Turbo-Abitur bremst junge Leistungssportler

Kochs Weg in die Weltelite war geprägt vom familiären Einsatz. In der Regel entwickelt sich der Aufstieg in die Spitze in Deutschland zum Spagat zwischen Ausbildung und Sport. Wobei die vielerorts verkürzte Schulzeit Teil des Problems wurde. Bei acht statt neun Jahren bis zum Abitur - da ist schon von Schülern ohne hohes Trainingspensum für eine Sportlerkarriere Einsatz gefragt. Wenn die Jungs und Mädchen regelmäßig trainieren wollen, bedarf es anderer Lösungen: Die hoffnungsvollsten Schwimmtalente stammen meist aus den bundesweit 43 Eliteschulen des Sports.

So etwa der 17-jährige Johannes Hintze. Er ist der jüngste deutsche Olympia-Schwimmer seit rund 40 Jahren und lobt seine Schule in Potsdam in den höchsten Tönen. "Ich profitiere davon, dass sich der Abiturzeitraum über vier Jahre streckt und dass Lehrer mit ins Trainingslager geschickt werden können", sagt Hintze.

» SCHRIFTLICHE AUFGABE
Setzen Sie den Text über das Turbo-Abitur und junge Leistungssportler im Anschluss an seinen letzten Satz fort. Die folgenden Zeilen sind für die Bearbeitung nicht erforderlich.

[Einträge aus einem Datensatz]
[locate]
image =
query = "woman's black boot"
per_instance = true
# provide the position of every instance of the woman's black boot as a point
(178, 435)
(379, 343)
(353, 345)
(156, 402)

» ÜBUNGSAUSGABE
Über die 400 Meter Lagen startete bei Olympia in Rio neben Hintze auch der 21-jährige Jacob Heidtmann. Der WM-Fünfte machte sein Abitur im Hamburger Sportinternat. Teils über 70 Stunden pro Woche muss der Nachwuchs in Schule und Leistungssport investieren - da steigen einige aus.

Heute kann Koch vom Schwimmen leben

Koch ist Fernstudent der Wirtschaftspsychologie und kann inzwischen vom Schwimmen leben. "Momentan komme ich ganz gut zurecht", sagt Koch. Anders als andere deutsche Schwimmer bestreitet er viele Wettkämpfe, so auch fast alle der lukrativen Weltcup-Stationen. Pro Rennen gibt es ein paar Tausend Euro zu verdienen, die gesamte Serie ist mit einer Million Euro dotiert. Im Geld baden kann Koch aber nicht: "Es ist jetzt nicht so, dass ich mit 30 Jahren sage, fein, jetzt spiele ich nur noch Golf."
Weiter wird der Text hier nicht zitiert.